Exercise prompt:
Your task is to transcribe the data exactly while omitting each picture.

--- --- ---

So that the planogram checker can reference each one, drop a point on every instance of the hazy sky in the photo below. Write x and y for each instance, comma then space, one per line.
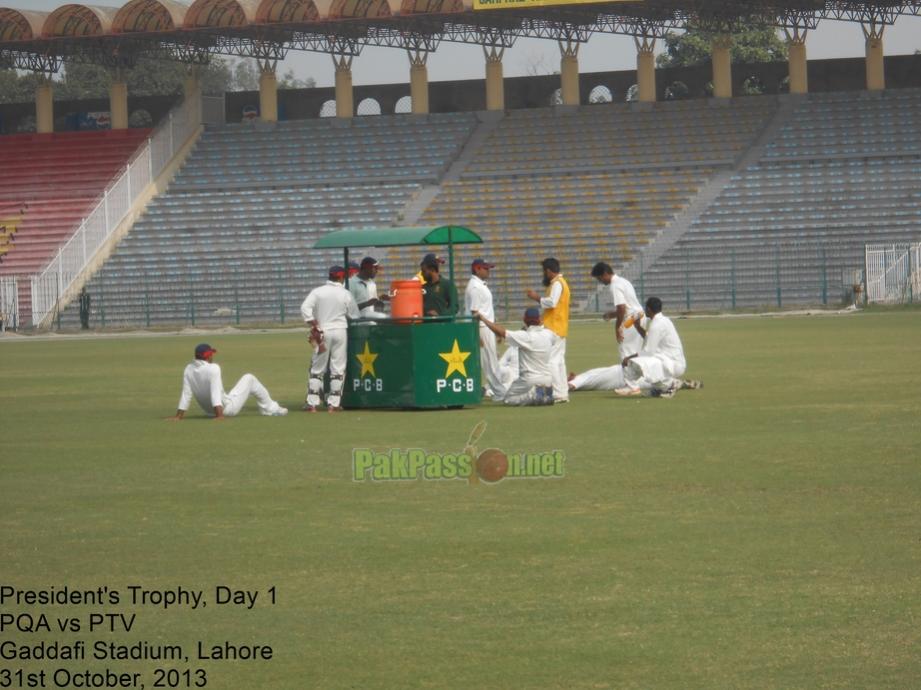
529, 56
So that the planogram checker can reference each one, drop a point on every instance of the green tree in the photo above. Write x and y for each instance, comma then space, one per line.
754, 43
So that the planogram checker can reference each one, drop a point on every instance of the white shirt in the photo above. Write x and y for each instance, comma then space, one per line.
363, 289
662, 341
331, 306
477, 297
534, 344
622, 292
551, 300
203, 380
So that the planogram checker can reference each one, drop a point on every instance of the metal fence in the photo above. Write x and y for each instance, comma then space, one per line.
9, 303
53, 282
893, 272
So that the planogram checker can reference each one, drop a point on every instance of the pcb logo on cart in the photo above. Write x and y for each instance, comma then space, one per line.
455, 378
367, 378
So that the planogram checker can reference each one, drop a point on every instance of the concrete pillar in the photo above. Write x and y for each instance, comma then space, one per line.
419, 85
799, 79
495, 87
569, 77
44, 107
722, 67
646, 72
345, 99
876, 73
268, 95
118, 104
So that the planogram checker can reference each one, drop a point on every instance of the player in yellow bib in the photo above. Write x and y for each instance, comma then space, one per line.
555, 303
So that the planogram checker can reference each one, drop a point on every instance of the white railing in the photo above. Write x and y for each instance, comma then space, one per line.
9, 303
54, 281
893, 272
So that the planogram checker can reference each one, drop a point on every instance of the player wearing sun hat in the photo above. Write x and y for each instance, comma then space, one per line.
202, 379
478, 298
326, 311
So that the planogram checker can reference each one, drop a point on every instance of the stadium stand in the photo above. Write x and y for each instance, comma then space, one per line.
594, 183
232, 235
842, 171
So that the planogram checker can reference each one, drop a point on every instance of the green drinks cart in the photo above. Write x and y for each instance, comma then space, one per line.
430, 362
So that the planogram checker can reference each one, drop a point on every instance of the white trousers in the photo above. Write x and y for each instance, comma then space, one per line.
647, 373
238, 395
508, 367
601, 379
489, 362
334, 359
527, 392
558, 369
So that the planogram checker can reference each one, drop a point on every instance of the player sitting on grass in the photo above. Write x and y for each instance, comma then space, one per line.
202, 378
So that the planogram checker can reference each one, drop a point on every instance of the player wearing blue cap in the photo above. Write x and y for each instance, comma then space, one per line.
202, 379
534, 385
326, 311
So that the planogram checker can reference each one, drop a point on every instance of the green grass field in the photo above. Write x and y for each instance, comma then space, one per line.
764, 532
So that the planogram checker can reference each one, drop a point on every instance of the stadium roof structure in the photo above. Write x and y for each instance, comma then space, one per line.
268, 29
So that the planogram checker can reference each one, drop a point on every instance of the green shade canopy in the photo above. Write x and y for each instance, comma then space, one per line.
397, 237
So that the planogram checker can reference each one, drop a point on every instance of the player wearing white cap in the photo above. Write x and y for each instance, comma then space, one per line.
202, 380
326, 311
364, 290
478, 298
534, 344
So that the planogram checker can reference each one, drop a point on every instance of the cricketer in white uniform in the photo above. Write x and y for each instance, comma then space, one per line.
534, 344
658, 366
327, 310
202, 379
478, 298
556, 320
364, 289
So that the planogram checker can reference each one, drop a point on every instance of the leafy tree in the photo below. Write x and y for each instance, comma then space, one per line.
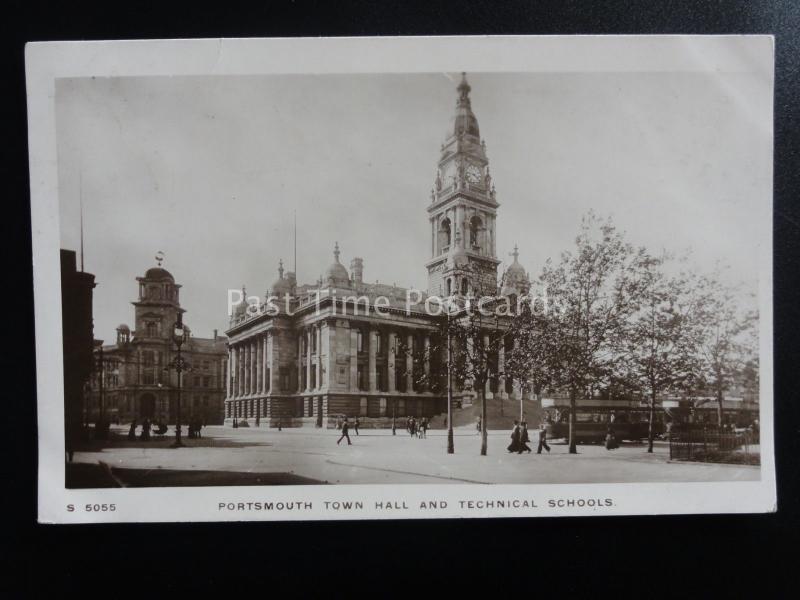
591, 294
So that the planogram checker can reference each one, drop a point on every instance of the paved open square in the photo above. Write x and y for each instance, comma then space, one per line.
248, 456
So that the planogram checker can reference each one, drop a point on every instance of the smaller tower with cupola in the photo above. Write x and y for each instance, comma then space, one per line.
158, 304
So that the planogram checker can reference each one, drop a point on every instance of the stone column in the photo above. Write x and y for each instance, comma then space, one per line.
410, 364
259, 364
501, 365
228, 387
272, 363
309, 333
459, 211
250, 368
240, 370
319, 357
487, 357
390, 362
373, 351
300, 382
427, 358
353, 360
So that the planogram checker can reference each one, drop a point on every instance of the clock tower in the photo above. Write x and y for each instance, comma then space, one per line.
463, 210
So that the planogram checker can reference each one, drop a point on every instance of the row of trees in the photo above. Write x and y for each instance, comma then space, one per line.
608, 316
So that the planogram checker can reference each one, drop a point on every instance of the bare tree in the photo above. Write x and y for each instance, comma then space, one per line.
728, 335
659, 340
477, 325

--- --- ---

Solution to the problem:
So that the planogram checker can reference each one, drop a point on every instance of the hazy sky in the photo below. Write x and y for each instance, comma then space, one per line.
529, 56
So that the planogram checker can reference each one, drop a point on every instance of the green tree in the photo above. Write x and y for each instance, comma then space, one per line.
754, 43
So that the planogram checker can reference each one, drop a point on every instance of the white shirt in the photo above. Write x and y for each instance, comma then space, one per line.
363, 289
662, 341
331, 306
477, 297
534, 344
622, 292
551, 300
203, 380
So that the planogram checker can reference each one, drop a point on every instance of the metal fence in the photo above. Write x and y for each instance, comma then space, one per line.
9, 303
53, 282
893, 272
So that the planogram checker can reference each one, drop a point on every instance of the pcb logo on cart in the photo above. Write x and y for each instance, comma then space, one per line.
455, 378
367, 378
So that the planogram checker can reference each one, drop a point on every instance of the concrete pillar in the photo above. Write x and y for each instance, comma then space, one per line.
419, 85
799, 79
495, 87
569, 77
44, 107
722, 67
646, 72
345, 99
876, 73
268, 95
118, 104
So that the planogram checker can reference each one, drop a point on every instance of the player in yellow bib in the photo above. Write x and y for each instance, comma then space, one per line.
555, 303
So that the planogram checker can reference each one, drop a point on every instance of the white railing in the photo above. Write x and y for each instance, comma then space, one per line.
9, 303
54, 281
893, 272
So that the planogram checker can reference each one, drop a point on every instance of the player wearing sun hat in the photo above. Write x and y for each instance, comma then space, one per line.
202, 379
478, 298
326, 311
So that the planogram checker can reference each one, drop a point on every instance of the stadium stand in the photo above. Write x and y for each instance, comma then space, one per line.
594, 183
232, 235
842, 171
So that the planogram checker can reference each one, drop a point on every instance of the green drinks cart in the photo above. Write x and y for each instance, comma then space, one per line.
430, 362
So that the planogram checker can reference each one, drop a point on every instance of the white trousers in the photo above. Write x and y for each instance, comma then space, one per line.
647, 373
238, 395
508, 367
601, 379
489, 362
334, 359
527, 392
558, 369
So that the planogram checker can reference each one, drop a point on every instance of the player sitting on grass in the photo above. Write x and y for each instance, comma then space, one per line.
202, 378
So that the planogram checker can reference each one, drop a point on every instance of the player wearing blue cap in the photo above. Write x and y for each instance, comma then space, one per line.
202, 379
534, 385
326, 311
So that the planogram checker can reference each one, drop a point on every instance of the green grass field in the photo above. Write x and y for each instance, comma then space, one per line.
764, 532
So that the planogram checker can reference each one, drop a point on every instance of the stadium roof structure in the photo above. Write x and y for each instance, comma then space, one per line.
268, 29
So that the planogram checker can reference each one, drop a point on every instance of the green shade canopy in the photo above. Write x and y for each instance, comma then space, one per line.
397, 237
So that the planogram checker can reference each one, drop a point on every instance of the player wearing white cap in the photo above. Write x and y for each instance, comma then space, one per line.
202, 380
326, 311
364, 290
478, 298
534, 344
So that the planogram checker can reference each one, drop a point on every instance of the cricketer in white uniform in the photo above. Write x and y for each instance, comma then space, one per line.
534, 344
658, 366
327, 310
202, 379
478, 298
556, 320
364, 289
So that the planogram checker can reference each one, drop a point on every instance of the leafy tree in the photo below. Write x and y for each instance, comma then space, one per line.
591, 294
So that the planogram checker can reference each one, drop a point on every instance of the paved open square in the photo above. Write x and y for each instance, comma then space, one per line.
248, 456
So that the planogram checker can reference each one, drop a point on every instance of the smaller tower with cupola in the photo above. Write x and y for each instance, comma then space, one per line.
158, 304
So that the planogram checker can reference each one, drop a point on every instance of the stone column in the photo above. Write x and y for each instance, comma then space, one per line.
410, 364
259, 364
501, 365
228, 387
272, 363
309, 333
459, 211
250, 368
240, 370
319, 357
487, 357
390, 362
373, 351
300, 382
427, 358
353, 360
So that the planogram checker can reference each one, drop a point on every instance of the clock tower in the photo above. Write x and y for each instance, comma then space, one per line.
463, 210
So that the planogram checker can reference each one, drop a point on every instance of the row of trees in the photo above. Write x and y for each instance, comma then space, one per line.
608, 316
So that the planogram checker can reference each one, drop a point on every instance of the bare tree in the photo above. Write x and y for each instance, comma then space, one per line.
728, 335
659, 340
477, 325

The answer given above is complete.